▶ [Objective]: Repeat what the lines below say, word for word, and skip every image.

--- Supplied material ---

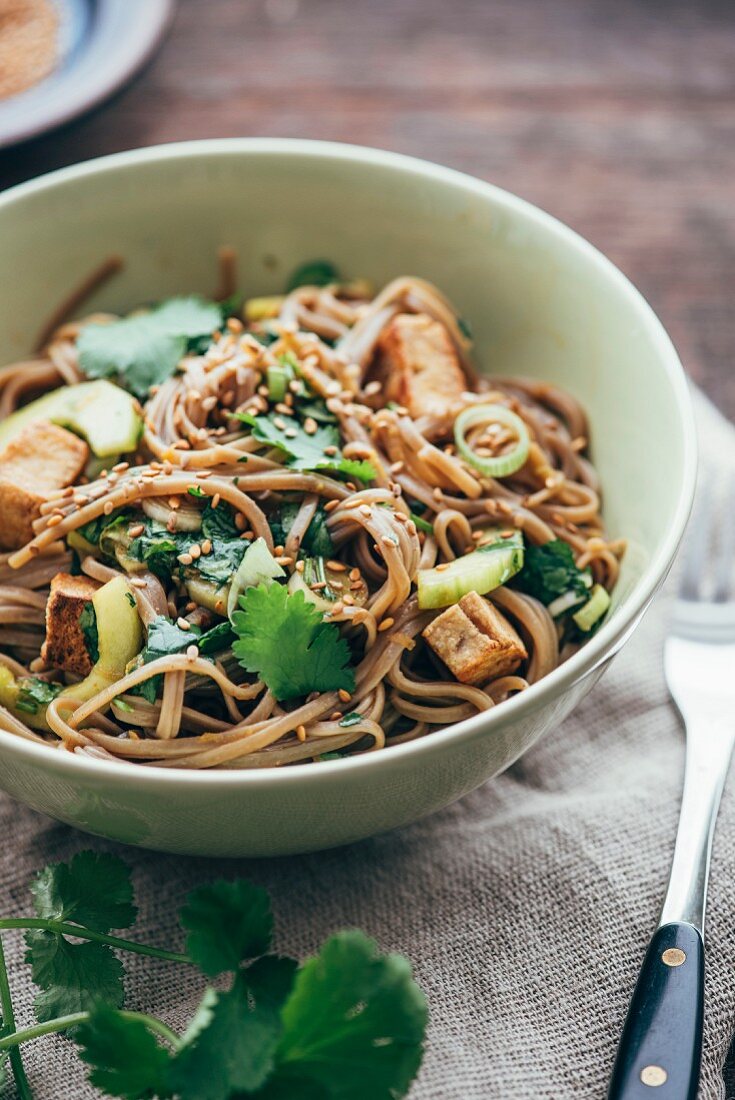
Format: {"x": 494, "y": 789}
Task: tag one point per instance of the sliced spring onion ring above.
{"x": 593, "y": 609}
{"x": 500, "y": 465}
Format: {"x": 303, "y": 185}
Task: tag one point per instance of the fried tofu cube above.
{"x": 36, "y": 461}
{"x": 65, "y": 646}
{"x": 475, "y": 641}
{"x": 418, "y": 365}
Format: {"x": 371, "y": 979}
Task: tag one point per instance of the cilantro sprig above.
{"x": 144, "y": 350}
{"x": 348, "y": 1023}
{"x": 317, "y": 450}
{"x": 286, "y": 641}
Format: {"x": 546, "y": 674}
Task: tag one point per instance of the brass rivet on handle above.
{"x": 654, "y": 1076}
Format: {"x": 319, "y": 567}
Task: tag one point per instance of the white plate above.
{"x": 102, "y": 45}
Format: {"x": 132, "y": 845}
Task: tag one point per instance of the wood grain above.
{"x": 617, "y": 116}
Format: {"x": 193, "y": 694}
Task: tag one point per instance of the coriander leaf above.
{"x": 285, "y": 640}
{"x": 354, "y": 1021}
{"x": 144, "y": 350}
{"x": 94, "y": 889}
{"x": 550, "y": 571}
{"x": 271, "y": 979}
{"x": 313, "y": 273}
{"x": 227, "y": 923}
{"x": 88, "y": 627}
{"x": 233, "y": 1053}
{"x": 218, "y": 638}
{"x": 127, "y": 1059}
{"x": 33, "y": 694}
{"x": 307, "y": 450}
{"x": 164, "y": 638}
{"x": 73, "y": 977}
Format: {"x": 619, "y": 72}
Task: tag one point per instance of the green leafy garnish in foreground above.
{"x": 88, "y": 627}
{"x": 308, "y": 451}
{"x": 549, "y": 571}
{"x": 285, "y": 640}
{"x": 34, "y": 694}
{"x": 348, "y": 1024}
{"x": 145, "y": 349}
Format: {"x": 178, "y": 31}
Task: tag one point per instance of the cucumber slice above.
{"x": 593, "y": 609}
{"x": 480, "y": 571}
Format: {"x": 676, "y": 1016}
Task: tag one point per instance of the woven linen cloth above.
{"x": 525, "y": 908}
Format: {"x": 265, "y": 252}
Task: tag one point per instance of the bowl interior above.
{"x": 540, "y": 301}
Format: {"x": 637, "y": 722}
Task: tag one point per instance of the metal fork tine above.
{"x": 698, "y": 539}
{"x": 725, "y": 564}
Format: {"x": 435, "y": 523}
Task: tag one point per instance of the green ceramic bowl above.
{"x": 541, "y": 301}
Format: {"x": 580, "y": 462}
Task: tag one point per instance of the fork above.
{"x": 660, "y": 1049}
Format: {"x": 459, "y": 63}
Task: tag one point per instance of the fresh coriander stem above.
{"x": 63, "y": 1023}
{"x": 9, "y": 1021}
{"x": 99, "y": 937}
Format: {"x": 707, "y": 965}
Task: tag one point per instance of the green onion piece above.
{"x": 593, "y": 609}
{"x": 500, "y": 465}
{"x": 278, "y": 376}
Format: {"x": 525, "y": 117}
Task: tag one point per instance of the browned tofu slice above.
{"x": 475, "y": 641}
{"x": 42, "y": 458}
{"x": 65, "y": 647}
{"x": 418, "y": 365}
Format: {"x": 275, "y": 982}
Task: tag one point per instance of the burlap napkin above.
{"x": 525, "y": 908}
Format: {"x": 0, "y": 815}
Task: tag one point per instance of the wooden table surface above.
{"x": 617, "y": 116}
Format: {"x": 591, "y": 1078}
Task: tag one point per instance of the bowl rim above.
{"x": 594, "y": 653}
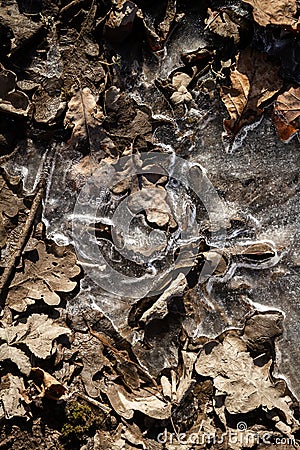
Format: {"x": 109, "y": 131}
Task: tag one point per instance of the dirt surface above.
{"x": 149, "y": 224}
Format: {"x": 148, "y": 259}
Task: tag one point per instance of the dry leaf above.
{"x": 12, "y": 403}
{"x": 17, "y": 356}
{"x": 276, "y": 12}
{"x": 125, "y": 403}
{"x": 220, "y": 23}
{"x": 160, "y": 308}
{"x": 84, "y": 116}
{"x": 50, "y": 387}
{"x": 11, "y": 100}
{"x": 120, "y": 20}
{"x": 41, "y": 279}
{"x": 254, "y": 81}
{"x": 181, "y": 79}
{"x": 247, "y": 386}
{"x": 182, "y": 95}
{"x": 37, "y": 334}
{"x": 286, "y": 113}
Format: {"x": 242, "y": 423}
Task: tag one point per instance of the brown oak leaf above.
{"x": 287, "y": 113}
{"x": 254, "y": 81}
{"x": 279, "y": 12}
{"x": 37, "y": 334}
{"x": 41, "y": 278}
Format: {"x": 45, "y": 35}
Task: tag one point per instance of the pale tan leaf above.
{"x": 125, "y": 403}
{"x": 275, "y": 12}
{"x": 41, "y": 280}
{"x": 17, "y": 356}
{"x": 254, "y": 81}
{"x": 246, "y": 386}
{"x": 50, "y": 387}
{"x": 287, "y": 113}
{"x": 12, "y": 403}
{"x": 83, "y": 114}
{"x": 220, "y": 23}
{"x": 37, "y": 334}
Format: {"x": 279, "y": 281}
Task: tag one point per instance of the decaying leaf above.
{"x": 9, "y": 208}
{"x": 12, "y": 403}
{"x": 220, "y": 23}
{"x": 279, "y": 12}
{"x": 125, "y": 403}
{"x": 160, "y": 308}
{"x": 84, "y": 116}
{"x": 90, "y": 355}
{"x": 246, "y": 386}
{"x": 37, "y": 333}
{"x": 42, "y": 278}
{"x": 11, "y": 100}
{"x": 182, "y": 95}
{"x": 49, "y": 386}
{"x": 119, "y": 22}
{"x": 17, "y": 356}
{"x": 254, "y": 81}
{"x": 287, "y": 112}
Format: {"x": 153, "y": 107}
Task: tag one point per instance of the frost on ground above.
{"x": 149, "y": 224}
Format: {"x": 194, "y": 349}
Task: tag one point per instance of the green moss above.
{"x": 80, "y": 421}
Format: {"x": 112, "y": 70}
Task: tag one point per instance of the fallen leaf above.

---

▶ [Full response]:
Format: {"x": 494, "y": 789}
Task: tag one point per instance of the sliced spring onion ring above.
{"x": 593, "y": 609}
{"x": 500, "y": 465}
Format: {"x": 303, "y": 185}
Task: tag one point per instance of the fried tofu cube above.
{"x": 36, "y": 461}
{"x": 65, "y": 646}
{"x": 475, "y": 641}
{"x": 418, "y": 365}
Format: {"x": 371, "y": 979}
Task: tag one point per instance of the cilantro sprig above.
{"x": 144, "y": 350}
{"x": 348, "y": 1023}
{"x": 317, "y": 450}
{"x": 286, "y": 641}
Format: {"x": 546, "y": 674}
Task: tag one point per instance of the brass rivet on handle above.
{"x": 654, "y": 1076}
Format: {"x": 319, "y": 567}
Task: tag one point per instance of the white plate above.
{"x": 102, "y": 45}
Format: {"x": 132, "y": 845}
Task: tag one point per instance of the wood grain above.
{"x": 617, "y": 116}
Format: {"x": 193, "y": 694}
Task: tag one point per instance of the coriander leaf above.
{"x": 285, "y": 640}
{"x": 354, "y": 1021}
{"x": 144, "y": 350}
{"x": 94, "y": 889}
{"x": 550, "y": 571}
{"x": 271, "y": 979}
{"x": 313, "y": 273}
{"x": 227, "y": 923}
{"x": 88, "y": 627}
{"x": 233, "y": 1053}
{"x": 218, "y": 638}
{"x": 127, "y": 1059}
{"x": 33, "y": 694}
{"x": 307, "y": 450}
{"x": 164, "y": 638}
{"x": 73, "y": 977}
Format: {"x": 619, "y": 72}
Task: tag one point per instance of the green leafy garnish in foreground above.
{"x": 88, "y": 627}
{"x": 308, "y": 451}
{"x": 549, "y": 571}
{"x": 285, "y": 640}
{"x": 34, "y": 694}
{"x": 348, "y": 1024}
{"x": 145, "y": 349}
Format: {"x": 178, "y": 31}
Task: tag one point per instance of the cucumber slice above.
{"x": 593, "y": 609}
{"x": 480, "y": 571}
Format: {"x": 676, "y": 1016}
Task: tag one point per instance of the woven linen cloth above.
{"x": 525, "y": 908}
Format: {"x": 265, "y": 252}
Task: tag one point per instance of the bowl interior above.
{"x": 540, "y": 301}
Format: {"x": 637, "y": 722}
Task: tag one point per instance of the metal fork tine above.
{"x": 698, "y": 539}
{"x": 725, "y": 564}
Format: {"x": 435, "y": 523}
Task: tag one point per instance of the green ceramic bowl above.
{"x": 541, "y": 301}
Format: {"x": 580, "y": 462}
Task: tag one point per instance of the fork above.
{"x": 660, "y": 1049}
Format: {"x": 459, "y": 63}
Task: tag one point per instance of the fresh coriander stem above.
{"x": 63, "y": 1023}
{"x": 9, "y": 1021}
{"x": 99, "y": 937}
Format: {"x": 707, "y": 965}
Task: tag one point per instance of the green onion piece above.
{"x": 593, "y": 609}
{"x": 500, "y": 465}
{"x": 278, "y": 376}
Format: {"x": 525, "y": 117}
Task: tag one point per instance of the browned tofu slice above.
{"x": 475, "y": 641}
{"x": 42, "y": 458}
{"x": 65, "y": 647}
{"x": 418, "y": 365}
Format: {"x": 275, "y": 982}
Task: tag one point per instance of the burlap napkin above.
{"x": 525, "y": 908}
Format: {"x": 0, "y": 815}
Task: tag one point per instance of the wooden table surface above.
{"x": 617, "y": 116}
Format: {"x": 591, "y": 1078}
Task: tag one point per instance of the bowl rim above.
{"x": 594, "y": 653}
Format: {"x": 109, "y": 131}
Task: tag one point per instance of the dirt surface above.
{"x": 149, "y": 224}
Format: {"x": 148, "y": 259}
Task: tag one point per instance of the dry leaf above.
{"x": 12, "y": 403}
{"x": 17, "y": 356}
{"x": 276, "y": 12}
{"x": 125, "y": 403}
{"x": 220, "y": 23}
{"x": 160, "y": 308}
{"x": 84, "y": 116}
{"x": 50, "y": 387}
{"x": 11, "y": 100}
{"x": 120, "y": 20}
{"x": 41, "y": 279}
{"x": 254, "y": 81}
{"x": 181, "y": 79}
{"x": 247, "y": 386}
{"x": 182, "y": 95}
{"x": 37, "y": 334}
{"x": 286, "y": 113}
Format: {"x": 242, "y": 423}
Task: tag one point per instance of the brown oak leaf above.
{"x": 287, "y": 113}
{"x": 254, "y": 81}
{"x": 279, "y": 12}
{"x": 37, "y": 334}
{"x": 41, "y": 278}
Format: {"x": 45, "y": 35}
Task: tag one point per instance of the pale tan leaf above.
{"x": 125, "y": 403}
{"x": 275, "y": 12}
{"x": 41, "y": 280}
{"x": 17, "y": 356}
{"x": 254, "y": 81}
{"x": 246, "y": 386}
{"x": 50, "y": 387}
{"x": 287, "y": 113}
{"x": 12, "y": 403}
{"x": 83, "y": 114}
{"x": 220, "y": 23}
{"x": 37, "y": 334}
Format: {"x": 279, "y": 281}
Task: tag one point per instance of the decaying leaf above.
{"x": 9, "y": 208}
{"x": 12, "y": 403}
{"x": 220, "y": 23}
{"x": 279, "y": 12}
{"x": 125, "y": 403}
{"x": 160, "y": 308}
{"x": 84, "y": 116}
{"x": 90, "y": 355}
{"x": 246, "y": 386}
{"x": 37, "y": 333}
{"x": 42, "y": 278}
{"x": 11, "y": 100}
{"x": 182, "y": 95}
{"x": 49, "y": 386}
{"x": 119, "y": 22}
{"x": 17, "y": 356}
{"x": 254, "y": 81}
{"x": 287, "y": 112}
Format: {"x": 153, "y": 107}
Task: tag one point per instance of the frost on ground above.
{"x": 149, "y": 224}
Format: {"x": 194, "y": 349}
Task: tag one point per instance of the green moss above.
{"x": 80, "y": 421}
Format: {"x": 112, "y": 70}
Task: tag one point per instance of the fallen leaf above.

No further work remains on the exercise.